- [ТЕКСТ]:
----------

Нет, обвала не случилось. Но его хорошо раскупали, несмотря на огромный выбор новинок, что тогда предлагали магазины. Конечно, было приятно слушать вгиковцев, которым не исполнилось и двадцати, сообщивших мне, что они приобрели утесовский комплект и теперь устраивают в общежитии по субботам коллективные прослушивания: «Не больше десяти песен в один вечер, чтобы подольше хватило».
Откликнулась и пресса. Писать рецензии на пластинки у нас не было принято, а тут сразу – и «Комсомолка», и «Культура», и «Музыкальная жизнь».
Утесов, не скрывая радости, говорил:
– Я волновался больше, чем перед премьерой. Хотя вроде бы зачем? Песни все апробированы, печатались большими тиражами в свое время. Но как раз в этом «в свое время» – причина моих переживаний. А вдруг сегодня это никому не нужно?!..
Вслед за первым альбомом студия выпустила второй, сделанный как концерт по заявкам. В письмах, что мы читали, было столько просьб о песнях, которые не обнаружились, что песен этих хватило бы еще не на один «гигант».
Помню, когда мы сдавали второй альбом Утесову, он посетовал, что «Землянка» Константина Листова и Алексея Суркова неважно записана.
– Я, признаюсь, не сразу оценил эту песню, – говорил он. – Оркестровка ее украсила, а записать ее сразу что-то не тянуло. Отставил ее, а этот поздний вариант звучит бедновато, и мелодия тоже, как говорят музыканты, «для бедных». Впрочем, может быть, в этом и ее ценность. Тут ведь все решает не она, а то, о чем поется в песне.

----------

- [ИСХОДНЫЕ ДАННЫЕ]:

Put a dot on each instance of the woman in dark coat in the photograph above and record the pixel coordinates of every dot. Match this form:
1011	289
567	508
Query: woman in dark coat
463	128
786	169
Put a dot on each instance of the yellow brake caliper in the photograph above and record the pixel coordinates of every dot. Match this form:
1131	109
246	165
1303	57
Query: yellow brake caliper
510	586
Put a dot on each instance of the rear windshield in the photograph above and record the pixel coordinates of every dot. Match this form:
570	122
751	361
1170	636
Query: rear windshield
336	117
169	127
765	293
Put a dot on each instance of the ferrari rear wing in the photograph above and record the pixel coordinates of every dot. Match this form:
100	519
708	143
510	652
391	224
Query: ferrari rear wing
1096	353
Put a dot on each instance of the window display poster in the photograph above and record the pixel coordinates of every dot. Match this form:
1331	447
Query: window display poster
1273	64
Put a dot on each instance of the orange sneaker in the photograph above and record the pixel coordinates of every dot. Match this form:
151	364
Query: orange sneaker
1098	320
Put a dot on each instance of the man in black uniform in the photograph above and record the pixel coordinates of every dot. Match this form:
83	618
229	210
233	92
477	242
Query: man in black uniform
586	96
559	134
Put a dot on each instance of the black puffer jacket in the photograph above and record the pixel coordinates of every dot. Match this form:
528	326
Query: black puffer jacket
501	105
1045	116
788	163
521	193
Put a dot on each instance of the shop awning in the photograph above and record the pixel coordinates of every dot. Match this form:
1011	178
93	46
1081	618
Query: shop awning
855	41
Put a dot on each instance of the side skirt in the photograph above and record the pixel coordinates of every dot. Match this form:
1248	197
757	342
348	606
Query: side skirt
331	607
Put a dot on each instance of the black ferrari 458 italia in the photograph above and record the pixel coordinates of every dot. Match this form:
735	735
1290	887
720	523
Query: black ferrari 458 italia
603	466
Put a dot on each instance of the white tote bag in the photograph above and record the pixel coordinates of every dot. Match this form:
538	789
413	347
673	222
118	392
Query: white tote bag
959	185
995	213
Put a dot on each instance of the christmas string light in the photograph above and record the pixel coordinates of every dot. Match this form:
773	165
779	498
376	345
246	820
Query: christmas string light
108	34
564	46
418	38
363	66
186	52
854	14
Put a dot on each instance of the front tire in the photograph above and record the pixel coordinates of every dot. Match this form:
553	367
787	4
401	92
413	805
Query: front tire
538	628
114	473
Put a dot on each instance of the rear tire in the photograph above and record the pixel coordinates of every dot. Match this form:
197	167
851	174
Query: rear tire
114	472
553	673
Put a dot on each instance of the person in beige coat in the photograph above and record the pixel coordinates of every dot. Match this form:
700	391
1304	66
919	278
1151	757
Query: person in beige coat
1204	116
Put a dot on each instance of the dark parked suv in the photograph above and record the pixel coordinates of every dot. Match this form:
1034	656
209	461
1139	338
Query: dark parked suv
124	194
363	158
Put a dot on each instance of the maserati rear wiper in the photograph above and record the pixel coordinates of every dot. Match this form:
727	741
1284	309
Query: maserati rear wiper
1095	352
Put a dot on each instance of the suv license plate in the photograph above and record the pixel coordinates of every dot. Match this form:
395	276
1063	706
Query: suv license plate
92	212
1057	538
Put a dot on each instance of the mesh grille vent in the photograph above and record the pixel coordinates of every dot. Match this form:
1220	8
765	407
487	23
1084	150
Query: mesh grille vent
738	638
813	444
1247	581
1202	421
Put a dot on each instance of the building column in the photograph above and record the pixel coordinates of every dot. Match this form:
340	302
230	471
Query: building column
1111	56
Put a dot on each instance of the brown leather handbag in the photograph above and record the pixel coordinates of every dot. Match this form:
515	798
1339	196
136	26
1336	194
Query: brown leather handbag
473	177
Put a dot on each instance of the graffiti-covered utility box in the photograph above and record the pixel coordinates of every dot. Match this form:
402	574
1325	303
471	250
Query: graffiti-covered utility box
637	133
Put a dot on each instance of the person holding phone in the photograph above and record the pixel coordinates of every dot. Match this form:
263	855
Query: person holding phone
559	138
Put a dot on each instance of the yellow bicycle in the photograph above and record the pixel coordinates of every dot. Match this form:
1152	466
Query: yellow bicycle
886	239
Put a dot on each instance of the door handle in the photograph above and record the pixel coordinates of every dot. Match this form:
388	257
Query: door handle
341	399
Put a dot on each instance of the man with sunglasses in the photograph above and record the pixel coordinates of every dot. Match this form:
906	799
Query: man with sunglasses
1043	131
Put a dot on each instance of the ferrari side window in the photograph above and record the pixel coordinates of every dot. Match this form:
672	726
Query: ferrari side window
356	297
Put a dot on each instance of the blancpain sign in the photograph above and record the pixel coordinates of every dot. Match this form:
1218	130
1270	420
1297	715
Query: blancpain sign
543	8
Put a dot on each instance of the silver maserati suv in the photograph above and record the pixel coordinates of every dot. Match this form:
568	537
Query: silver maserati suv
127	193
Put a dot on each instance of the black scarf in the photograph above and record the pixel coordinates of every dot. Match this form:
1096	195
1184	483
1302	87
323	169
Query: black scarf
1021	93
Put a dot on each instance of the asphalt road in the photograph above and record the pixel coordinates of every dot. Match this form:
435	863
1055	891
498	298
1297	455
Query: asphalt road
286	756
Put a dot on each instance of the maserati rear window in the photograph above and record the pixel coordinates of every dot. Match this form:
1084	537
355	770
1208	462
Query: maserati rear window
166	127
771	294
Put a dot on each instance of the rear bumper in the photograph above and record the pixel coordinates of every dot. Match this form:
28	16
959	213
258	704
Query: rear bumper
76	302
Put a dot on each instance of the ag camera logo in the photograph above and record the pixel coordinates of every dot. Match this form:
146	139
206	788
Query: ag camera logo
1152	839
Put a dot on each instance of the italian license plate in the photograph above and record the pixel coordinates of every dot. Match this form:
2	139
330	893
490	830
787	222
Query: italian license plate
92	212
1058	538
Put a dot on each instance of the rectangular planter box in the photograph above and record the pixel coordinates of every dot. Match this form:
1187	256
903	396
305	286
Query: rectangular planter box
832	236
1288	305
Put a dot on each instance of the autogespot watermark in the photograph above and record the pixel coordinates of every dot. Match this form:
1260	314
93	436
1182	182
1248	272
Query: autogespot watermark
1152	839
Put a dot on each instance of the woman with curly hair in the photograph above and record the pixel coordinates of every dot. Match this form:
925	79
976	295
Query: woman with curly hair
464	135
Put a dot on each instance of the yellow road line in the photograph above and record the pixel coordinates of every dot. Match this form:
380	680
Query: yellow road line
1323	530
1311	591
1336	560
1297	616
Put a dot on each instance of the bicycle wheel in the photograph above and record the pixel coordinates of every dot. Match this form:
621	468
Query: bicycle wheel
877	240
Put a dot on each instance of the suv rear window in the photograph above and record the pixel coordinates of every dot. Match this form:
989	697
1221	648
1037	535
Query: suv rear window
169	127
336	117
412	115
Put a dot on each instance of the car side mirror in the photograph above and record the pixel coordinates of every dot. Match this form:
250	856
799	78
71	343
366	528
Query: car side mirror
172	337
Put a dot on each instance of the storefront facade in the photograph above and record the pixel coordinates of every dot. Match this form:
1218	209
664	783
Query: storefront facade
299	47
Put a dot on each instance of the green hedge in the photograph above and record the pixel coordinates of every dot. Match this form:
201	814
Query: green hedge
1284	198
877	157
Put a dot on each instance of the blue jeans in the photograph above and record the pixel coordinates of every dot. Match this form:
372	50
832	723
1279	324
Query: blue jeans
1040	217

----------

- [ЗАДАНИЕ]:
Какие издания откликнулись на выход альбома, согласно тексту об альбомах Утесова? Назовите их, пожалуйста.

- [ОТВЕТ]:
«Комсомолка», «Культура» и «Музыкальная жизнь».